▶ _Task prompt_
Scan the entries for the word "below", and copy every line where it appears.

[Exercise inputs Boundary: Start]

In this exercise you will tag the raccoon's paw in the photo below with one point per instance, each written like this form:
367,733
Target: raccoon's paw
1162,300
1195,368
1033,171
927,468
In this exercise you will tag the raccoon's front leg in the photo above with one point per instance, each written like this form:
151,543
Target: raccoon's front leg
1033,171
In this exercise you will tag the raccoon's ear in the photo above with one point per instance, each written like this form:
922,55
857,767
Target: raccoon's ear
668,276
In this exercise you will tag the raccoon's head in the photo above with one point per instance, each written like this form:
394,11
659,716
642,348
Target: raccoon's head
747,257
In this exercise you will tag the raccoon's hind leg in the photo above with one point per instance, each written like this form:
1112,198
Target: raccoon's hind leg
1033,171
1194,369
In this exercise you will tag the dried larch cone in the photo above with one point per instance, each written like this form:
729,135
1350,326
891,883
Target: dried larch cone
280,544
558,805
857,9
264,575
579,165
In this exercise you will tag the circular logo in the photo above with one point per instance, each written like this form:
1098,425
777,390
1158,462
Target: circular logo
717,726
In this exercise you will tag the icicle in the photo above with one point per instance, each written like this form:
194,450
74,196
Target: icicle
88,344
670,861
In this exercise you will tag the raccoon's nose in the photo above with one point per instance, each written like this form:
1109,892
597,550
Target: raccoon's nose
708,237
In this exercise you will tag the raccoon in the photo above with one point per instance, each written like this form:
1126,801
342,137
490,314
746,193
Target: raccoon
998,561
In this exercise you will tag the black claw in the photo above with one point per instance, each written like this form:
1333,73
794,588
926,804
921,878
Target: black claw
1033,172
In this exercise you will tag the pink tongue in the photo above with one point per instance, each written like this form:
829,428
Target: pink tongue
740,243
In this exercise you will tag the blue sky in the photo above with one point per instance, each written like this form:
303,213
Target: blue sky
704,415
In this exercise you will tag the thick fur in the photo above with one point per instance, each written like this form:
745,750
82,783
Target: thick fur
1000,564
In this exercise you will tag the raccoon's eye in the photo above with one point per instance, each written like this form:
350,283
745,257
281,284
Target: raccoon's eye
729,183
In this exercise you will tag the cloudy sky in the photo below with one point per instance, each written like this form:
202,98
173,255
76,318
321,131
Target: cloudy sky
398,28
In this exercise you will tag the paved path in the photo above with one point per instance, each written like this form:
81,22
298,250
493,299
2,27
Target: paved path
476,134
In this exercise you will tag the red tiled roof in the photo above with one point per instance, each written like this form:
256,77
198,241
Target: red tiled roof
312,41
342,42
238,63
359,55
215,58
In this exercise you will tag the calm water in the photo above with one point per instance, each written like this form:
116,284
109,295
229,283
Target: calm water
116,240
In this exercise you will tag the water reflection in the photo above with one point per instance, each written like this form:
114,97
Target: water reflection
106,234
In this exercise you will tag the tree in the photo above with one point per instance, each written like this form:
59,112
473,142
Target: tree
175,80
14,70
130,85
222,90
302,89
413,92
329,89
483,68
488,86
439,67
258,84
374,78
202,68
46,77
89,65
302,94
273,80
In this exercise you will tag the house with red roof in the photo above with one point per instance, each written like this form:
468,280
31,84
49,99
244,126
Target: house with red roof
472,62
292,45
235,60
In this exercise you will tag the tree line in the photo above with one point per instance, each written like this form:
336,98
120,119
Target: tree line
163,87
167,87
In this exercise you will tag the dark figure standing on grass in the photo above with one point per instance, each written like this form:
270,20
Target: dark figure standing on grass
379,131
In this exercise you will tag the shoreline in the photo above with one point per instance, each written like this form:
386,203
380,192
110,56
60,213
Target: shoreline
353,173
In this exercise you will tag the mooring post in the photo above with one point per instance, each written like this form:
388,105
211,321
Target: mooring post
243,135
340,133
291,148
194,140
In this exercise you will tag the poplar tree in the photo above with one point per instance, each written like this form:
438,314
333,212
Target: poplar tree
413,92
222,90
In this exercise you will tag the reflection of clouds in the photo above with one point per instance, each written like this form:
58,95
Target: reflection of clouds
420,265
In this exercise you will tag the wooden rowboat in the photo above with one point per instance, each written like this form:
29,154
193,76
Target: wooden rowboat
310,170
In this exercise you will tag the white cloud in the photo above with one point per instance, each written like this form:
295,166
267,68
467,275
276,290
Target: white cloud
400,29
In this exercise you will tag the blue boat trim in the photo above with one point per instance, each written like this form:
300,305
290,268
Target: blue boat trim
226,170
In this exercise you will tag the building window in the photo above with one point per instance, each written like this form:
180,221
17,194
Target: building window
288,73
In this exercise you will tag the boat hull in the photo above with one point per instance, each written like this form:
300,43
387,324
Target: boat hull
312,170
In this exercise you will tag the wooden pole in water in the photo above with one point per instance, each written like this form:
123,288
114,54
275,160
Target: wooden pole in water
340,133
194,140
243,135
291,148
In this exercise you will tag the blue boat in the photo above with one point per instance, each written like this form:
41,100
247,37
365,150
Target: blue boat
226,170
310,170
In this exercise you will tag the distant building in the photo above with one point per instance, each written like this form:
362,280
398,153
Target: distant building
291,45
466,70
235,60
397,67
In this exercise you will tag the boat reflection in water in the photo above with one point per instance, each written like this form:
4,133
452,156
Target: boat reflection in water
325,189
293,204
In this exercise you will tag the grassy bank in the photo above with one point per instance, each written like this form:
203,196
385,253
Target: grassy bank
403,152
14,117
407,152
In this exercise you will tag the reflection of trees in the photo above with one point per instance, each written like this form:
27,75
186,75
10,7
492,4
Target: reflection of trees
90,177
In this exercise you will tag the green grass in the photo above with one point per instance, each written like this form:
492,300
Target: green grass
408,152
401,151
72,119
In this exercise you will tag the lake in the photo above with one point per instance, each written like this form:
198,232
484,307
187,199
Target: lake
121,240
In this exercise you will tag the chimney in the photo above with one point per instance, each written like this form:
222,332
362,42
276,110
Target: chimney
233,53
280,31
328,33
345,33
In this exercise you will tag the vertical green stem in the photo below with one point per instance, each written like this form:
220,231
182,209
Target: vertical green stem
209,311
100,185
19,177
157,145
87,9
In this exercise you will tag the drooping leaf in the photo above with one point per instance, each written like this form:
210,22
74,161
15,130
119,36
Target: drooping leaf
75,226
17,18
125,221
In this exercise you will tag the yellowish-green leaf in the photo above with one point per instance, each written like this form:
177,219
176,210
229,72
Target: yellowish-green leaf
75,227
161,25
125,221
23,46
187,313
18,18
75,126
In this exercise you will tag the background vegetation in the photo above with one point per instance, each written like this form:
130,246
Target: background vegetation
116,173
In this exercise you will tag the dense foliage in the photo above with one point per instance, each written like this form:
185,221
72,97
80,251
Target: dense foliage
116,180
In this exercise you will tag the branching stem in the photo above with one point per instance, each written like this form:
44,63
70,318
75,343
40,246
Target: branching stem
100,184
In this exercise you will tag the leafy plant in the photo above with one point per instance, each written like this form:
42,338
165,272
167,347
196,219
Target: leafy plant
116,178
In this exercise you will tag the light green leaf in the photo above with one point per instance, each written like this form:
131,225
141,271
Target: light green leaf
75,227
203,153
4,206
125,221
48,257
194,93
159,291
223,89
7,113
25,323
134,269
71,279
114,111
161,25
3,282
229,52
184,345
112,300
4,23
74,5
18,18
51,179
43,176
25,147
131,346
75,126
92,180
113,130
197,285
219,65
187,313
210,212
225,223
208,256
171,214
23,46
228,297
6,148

[Exercise inputs Boundary: End]

▶ _Solution to this problem_
In this exercise you will tag the raccoon's paw in the photo below with one point per instance, each written like this form:
In this exercise you will tag the cloudy sky in the photo below with one point per instance, each written like this form:
In this exercise you will tag the vertical green stem in the photo below with one point per instance, each written like this form:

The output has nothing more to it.